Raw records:
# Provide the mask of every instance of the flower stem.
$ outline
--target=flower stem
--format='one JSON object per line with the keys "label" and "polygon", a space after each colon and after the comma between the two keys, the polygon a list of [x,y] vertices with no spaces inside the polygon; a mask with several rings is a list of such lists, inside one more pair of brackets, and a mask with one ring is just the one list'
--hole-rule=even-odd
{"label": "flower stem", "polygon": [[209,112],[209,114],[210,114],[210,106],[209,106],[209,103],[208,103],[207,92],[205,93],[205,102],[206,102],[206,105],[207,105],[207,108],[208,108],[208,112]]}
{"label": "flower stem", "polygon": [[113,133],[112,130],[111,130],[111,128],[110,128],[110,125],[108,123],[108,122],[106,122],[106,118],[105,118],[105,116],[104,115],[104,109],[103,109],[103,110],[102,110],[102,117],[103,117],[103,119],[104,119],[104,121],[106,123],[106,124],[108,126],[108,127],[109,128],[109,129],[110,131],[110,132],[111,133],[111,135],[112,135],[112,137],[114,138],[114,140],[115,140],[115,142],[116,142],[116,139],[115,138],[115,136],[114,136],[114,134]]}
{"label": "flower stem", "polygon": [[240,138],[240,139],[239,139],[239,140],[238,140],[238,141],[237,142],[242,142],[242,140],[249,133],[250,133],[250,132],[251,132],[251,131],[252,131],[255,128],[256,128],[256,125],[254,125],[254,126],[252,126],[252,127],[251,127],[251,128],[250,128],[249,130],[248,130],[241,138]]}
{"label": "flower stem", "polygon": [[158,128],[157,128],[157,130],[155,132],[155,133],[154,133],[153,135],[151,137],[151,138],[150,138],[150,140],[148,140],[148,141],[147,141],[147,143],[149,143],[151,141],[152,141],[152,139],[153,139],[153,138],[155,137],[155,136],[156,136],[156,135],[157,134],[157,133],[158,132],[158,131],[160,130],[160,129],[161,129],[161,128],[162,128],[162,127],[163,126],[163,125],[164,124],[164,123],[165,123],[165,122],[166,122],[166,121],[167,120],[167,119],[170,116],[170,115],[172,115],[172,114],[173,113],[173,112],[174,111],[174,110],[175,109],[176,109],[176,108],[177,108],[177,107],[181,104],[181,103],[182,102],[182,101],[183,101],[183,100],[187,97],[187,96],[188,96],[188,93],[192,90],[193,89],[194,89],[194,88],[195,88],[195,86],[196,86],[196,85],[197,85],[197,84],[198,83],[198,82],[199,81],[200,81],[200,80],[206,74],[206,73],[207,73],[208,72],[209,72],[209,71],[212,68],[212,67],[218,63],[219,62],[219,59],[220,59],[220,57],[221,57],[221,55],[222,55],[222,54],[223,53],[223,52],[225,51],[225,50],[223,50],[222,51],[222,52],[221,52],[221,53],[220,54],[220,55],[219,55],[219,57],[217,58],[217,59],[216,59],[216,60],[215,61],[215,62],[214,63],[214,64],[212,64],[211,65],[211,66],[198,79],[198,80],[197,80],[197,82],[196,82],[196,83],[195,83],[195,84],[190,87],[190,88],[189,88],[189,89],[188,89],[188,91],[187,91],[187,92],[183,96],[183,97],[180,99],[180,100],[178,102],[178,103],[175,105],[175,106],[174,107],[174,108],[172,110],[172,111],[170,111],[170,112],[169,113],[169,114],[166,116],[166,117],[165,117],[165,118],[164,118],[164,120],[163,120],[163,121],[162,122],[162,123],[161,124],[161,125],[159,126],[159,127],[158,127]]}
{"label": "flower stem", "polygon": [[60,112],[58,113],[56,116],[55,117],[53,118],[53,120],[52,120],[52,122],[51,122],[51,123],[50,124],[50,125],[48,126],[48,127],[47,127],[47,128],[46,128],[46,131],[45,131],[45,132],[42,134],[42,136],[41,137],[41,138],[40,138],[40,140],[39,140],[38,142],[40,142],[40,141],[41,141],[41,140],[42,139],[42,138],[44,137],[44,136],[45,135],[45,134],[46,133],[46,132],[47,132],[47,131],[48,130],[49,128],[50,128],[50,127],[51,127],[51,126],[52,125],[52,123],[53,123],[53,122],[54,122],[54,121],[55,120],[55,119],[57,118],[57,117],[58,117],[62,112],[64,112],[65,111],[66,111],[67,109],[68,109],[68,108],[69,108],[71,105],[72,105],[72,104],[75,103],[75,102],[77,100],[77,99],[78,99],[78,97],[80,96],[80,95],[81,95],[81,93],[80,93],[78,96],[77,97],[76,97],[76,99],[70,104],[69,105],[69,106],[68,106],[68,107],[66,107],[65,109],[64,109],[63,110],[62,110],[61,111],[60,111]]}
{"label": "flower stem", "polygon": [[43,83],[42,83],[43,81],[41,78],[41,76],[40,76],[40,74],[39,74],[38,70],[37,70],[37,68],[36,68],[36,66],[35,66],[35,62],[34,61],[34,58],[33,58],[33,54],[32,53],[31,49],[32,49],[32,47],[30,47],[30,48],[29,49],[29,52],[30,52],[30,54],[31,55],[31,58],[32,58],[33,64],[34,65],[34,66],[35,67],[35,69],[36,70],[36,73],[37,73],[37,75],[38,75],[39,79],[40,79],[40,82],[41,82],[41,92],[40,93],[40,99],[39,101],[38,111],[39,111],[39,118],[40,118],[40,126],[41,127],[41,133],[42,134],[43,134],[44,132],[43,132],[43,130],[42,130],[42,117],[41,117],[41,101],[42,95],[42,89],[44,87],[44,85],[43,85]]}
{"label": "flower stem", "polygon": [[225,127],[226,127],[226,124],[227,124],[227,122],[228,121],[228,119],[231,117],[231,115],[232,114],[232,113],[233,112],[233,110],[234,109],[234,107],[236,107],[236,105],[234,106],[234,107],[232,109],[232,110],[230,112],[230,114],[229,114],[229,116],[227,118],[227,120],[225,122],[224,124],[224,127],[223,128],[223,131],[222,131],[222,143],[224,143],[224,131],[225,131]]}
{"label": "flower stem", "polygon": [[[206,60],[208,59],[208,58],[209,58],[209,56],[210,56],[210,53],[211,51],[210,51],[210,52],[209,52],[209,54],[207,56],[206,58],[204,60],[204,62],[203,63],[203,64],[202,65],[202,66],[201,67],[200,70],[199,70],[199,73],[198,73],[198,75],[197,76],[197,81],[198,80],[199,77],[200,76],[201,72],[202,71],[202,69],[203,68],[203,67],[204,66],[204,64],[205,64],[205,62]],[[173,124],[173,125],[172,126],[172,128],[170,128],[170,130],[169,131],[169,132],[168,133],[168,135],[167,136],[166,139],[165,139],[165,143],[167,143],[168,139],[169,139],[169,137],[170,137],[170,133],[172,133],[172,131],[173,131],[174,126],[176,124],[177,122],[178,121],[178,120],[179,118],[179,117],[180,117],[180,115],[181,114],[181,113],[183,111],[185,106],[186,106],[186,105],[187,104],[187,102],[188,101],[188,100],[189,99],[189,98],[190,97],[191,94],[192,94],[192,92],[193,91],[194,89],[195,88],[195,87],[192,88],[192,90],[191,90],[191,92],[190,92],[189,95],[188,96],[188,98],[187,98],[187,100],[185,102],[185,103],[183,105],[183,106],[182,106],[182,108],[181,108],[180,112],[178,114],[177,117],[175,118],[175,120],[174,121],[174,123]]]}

Set problem:
Gather every line above that contains the string "mask", matching case.

Solved exercise:
# Provide the mask of every instance of the flower stem.
--format='one JSON object per line with the keys "label" and "polygon", a space after each colon and after the comma between the two keys, the polygon a list of [x,y] vertices with no spaces inside the polygon; a mask with several rings is a list of such lists, inside one more pair of brackets, and a mask with one ring is just the one list'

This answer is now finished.